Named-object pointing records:
════════════════════
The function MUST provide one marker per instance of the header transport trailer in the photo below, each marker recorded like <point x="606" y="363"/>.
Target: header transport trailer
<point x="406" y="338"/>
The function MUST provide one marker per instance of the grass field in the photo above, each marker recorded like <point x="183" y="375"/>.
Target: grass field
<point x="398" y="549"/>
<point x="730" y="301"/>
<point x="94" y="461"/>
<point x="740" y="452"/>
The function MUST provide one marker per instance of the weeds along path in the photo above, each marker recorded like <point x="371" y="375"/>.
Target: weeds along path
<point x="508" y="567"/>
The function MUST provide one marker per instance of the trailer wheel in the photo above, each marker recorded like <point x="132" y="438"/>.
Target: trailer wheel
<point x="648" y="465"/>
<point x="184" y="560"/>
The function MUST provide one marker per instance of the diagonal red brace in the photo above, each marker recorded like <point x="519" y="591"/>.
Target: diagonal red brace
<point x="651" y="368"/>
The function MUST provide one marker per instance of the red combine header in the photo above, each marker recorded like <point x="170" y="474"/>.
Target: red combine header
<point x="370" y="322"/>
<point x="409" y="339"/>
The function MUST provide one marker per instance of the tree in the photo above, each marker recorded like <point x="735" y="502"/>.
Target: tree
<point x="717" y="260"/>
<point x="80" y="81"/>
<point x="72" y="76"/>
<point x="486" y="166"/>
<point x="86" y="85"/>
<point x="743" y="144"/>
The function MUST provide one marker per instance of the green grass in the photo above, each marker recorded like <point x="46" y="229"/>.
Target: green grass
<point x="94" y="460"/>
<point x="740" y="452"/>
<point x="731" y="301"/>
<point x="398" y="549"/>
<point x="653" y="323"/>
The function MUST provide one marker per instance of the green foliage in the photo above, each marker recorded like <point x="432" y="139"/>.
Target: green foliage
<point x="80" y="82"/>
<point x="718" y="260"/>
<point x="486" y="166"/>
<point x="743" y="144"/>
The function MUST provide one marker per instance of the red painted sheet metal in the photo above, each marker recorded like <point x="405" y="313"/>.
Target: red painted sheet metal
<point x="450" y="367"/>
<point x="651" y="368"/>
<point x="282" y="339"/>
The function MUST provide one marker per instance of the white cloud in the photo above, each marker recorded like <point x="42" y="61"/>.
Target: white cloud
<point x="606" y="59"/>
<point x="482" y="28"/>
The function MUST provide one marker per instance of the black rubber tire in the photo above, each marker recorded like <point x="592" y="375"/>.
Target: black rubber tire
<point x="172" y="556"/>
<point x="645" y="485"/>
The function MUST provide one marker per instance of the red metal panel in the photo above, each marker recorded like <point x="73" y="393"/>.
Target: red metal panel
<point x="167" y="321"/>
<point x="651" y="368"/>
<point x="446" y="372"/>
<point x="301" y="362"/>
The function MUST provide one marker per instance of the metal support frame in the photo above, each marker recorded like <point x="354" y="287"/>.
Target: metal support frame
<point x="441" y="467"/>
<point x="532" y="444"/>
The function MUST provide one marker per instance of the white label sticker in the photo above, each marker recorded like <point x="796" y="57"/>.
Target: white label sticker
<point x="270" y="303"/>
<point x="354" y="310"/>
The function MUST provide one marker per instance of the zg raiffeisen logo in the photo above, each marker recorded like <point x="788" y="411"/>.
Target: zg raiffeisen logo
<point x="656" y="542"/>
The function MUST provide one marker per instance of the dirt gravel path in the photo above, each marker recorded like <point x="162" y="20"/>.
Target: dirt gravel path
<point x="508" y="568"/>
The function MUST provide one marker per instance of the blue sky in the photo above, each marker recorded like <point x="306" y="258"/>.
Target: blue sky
════════════════════
[WHAT IS NEEDED]: Reproduce everything from the line containing "the white label" down to the end of the material, substituting "open sky" for "blue sky" and leaving all else unchanged.

[RESPONSE FOR THIS EXERCISE]:
The function MUST provide one marker per instance of the white label sticker in the photo above, each marker recorded like <point x="796" y="57"/>.
Target: white label sticker
<point x="270" y="303"/>
<point x="354" y="310"/>
The function MUST provide one marker per instance of the zg raiffeisen logo in the photo above, each marker recorded like <point x="788" y="411"/>.
Target: zg raiffeisen logo
<point x="656" y="542"/>
The function MUST provide one marker per instance of the dirt gravel path in the photo above, each marker recorded like <point x="162" y="20"/>.
Target: dirt gravel path
<point x="508" y="568"/>
The function MUST provide one marker per instance of the open sky in the photo above, each marker recorded like <point x="306" y="258"/>.
Target: open sky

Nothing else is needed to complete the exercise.